--- Data provided ---
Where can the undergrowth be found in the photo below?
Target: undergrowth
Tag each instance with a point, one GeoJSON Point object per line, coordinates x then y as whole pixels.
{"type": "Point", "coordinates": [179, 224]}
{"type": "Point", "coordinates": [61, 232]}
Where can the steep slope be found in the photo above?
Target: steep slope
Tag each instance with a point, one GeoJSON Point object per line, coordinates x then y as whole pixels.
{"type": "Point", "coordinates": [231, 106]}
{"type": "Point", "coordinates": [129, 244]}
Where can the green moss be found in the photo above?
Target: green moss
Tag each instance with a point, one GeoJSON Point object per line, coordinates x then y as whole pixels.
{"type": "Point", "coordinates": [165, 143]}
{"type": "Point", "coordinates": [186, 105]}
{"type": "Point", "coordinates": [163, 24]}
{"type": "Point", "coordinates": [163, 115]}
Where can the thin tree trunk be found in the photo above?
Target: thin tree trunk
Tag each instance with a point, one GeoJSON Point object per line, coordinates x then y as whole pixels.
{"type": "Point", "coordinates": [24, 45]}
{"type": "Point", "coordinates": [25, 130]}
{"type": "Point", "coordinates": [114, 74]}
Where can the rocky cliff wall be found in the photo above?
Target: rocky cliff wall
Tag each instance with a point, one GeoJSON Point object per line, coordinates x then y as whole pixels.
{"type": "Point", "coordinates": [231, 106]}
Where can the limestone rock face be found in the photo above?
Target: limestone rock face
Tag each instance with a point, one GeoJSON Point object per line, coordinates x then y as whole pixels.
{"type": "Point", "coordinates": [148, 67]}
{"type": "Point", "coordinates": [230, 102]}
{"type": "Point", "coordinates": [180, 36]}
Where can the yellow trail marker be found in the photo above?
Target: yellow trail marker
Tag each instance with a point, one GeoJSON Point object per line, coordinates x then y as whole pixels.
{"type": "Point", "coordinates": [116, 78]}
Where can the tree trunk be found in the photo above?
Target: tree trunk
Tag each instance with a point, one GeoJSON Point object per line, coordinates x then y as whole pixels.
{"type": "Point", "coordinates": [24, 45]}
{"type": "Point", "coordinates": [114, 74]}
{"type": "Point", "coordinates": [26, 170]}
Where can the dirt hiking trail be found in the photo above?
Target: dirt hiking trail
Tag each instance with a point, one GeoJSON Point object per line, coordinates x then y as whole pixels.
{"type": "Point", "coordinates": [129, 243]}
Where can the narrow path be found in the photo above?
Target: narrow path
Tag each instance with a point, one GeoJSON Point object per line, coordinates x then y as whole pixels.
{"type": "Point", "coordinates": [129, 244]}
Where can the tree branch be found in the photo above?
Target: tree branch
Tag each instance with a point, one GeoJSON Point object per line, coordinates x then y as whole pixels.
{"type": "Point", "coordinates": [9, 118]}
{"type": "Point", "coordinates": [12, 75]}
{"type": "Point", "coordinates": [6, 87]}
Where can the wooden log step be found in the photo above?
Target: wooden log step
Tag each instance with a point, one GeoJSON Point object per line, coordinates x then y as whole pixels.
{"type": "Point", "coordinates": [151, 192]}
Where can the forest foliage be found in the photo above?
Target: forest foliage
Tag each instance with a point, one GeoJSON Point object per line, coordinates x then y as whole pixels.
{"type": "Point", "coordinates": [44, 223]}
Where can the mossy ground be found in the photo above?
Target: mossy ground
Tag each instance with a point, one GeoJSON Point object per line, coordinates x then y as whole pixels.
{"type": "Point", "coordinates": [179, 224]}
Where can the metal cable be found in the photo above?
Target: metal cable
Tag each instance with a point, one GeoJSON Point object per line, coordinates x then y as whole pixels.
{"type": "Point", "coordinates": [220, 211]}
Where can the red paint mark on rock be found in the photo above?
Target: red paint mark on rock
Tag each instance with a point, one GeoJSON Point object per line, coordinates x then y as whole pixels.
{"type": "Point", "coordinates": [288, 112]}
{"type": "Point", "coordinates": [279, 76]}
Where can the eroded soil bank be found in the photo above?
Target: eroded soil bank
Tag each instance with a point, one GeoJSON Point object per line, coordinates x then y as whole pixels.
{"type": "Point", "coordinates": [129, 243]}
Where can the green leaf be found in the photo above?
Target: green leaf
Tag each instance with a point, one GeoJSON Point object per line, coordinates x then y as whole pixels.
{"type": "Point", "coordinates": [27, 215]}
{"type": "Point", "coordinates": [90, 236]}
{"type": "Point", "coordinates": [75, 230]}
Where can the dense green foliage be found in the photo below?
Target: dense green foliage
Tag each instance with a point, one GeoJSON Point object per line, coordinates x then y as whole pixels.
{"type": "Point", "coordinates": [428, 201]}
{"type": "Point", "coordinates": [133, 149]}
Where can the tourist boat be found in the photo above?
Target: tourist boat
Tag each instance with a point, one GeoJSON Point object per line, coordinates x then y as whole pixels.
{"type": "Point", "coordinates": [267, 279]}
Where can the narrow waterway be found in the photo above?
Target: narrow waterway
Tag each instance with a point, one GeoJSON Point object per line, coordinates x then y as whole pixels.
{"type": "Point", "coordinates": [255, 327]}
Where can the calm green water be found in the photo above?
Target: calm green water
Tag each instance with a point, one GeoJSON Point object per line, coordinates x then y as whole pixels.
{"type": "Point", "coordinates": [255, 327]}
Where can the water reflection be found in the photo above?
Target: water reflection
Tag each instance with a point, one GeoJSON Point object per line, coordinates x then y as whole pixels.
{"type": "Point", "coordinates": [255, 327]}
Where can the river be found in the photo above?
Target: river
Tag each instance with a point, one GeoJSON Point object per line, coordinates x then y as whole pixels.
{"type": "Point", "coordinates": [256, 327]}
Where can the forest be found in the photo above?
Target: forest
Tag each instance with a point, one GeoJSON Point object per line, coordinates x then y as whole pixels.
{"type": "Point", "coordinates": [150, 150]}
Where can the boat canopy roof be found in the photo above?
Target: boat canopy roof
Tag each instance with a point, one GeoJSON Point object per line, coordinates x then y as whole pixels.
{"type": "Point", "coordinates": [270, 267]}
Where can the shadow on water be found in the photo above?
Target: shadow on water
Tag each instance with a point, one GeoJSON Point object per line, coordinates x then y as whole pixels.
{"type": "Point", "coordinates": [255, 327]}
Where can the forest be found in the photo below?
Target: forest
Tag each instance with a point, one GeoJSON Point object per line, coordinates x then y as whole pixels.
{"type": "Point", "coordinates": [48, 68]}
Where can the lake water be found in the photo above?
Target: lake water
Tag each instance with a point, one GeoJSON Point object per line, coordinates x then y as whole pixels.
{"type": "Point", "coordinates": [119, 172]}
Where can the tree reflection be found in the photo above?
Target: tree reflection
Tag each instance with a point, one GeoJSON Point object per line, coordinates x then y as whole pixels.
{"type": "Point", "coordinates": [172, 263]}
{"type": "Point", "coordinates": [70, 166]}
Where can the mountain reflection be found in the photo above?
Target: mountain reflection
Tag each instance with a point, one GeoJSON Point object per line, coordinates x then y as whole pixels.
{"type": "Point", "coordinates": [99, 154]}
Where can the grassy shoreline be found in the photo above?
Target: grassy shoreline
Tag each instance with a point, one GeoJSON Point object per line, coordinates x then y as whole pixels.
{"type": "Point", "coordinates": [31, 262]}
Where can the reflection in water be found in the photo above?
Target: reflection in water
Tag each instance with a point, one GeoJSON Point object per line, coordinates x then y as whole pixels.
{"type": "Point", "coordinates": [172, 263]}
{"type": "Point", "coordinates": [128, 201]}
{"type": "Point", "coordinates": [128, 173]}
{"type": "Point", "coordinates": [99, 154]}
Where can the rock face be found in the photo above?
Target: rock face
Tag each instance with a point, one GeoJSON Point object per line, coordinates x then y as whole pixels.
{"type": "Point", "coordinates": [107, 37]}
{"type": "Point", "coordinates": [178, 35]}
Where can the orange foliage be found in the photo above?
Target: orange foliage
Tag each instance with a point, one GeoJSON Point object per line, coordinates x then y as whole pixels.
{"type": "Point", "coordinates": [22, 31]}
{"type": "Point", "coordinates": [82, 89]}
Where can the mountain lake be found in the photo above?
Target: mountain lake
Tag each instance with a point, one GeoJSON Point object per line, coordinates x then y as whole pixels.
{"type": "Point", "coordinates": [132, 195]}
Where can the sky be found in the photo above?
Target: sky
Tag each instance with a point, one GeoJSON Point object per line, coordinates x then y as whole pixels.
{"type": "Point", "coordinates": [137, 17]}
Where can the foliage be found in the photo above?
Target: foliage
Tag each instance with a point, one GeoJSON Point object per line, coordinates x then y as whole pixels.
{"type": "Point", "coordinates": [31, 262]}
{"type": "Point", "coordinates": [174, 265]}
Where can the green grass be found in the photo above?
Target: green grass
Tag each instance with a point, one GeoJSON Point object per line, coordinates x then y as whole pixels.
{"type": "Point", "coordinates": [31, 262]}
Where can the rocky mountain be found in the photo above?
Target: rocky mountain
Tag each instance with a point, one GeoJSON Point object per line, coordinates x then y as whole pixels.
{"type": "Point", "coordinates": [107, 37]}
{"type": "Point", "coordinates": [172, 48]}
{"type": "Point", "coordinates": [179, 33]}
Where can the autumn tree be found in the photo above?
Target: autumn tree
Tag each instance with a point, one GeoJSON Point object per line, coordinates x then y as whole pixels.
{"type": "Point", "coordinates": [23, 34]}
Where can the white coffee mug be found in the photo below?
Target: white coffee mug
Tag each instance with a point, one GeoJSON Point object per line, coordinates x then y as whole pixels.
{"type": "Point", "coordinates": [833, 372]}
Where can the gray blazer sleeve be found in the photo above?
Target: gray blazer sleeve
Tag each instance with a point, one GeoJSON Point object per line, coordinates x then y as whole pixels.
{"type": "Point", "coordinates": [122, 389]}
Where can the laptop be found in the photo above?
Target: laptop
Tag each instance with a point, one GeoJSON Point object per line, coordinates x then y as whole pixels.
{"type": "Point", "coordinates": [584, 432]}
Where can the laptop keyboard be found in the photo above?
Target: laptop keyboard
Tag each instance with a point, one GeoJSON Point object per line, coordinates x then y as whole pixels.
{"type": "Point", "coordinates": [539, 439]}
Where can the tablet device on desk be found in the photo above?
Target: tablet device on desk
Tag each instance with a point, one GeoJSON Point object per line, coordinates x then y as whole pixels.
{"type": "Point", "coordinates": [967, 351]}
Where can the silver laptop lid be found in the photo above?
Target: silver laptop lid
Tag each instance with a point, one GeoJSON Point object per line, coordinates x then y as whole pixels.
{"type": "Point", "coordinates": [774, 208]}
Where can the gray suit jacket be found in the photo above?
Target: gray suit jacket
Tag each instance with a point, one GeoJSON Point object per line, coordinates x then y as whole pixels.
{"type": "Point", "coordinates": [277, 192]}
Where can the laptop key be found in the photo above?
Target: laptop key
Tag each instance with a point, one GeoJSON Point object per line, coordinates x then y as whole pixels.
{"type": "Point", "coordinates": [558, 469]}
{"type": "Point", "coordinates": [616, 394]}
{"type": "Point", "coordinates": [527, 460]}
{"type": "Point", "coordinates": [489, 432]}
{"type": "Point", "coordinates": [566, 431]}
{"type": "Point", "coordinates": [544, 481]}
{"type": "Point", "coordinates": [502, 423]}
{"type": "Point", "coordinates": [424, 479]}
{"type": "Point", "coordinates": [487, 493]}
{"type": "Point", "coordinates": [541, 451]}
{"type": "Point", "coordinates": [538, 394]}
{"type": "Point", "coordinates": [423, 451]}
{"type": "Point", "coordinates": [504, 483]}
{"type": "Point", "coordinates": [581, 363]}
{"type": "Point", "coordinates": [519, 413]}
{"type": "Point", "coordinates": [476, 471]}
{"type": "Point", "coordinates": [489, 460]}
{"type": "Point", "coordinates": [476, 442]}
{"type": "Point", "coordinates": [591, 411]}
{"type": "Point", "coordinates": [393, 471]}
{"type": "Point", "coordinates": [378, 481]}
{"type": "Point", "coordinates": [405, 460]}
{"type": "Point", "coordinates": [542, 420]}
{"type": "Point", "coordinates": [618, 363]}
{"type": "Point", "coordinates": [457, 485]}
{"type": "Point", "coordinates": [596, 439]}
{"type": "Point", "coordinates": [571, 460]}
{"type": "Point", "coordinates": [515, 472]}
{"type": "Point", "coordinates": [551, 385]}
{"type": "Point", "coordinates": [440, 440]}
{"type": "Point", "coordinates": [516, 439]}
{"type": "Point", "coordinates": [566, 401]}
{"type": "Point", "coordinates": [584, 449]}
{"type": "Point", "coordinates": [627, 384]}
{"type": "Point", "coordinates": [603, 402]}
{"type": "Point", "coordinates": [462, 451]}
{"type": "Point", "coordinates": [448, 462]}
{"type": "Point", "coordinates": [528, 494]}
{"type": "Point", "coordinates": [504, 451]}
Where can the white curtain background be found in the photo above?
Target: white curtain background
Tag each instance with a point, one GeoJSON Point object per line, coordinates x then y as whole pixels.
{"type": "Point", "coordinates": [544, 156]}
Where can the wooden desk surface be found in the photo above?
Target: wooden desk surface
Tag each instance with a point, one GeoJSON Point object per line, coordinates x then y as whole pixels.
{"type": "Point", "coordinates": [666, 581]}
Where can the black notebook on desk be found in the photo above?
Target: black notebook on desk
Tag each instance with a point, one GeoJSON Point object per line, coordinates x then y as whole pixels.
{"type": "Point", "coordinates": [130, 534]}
---
Instructions to follow: All lines from the one containing "Where can the white curtain" through the end of the records, both ends included, are to be quoted exactly; please add nothing else.

Result for this exercise:
Where can the white curtain background be found in the photo above?
Target: white curtain background
Tag each instance with a point, one GeoJSON Point object per line, coordinates x then y as whole pixels.
{"type": "Point", "coordinates": [544, 156]}
Where can the wooden desk surface be found in the photo above?
Target: wooden desk surface
Tag each instance with a point, one GeoJSON Point object per line, coordinates x then y as whole pixels.
{"type": "Point", "coordinates": [666, 581]}
Where can the black notebook on desk be found in the photo above?
Target: black notebook on desk
Tag each instance with a point, one GeoJSON Point object per line, coordinates x then y as whole pixels.
{"type": "Point", "coordinates": [130, 534]}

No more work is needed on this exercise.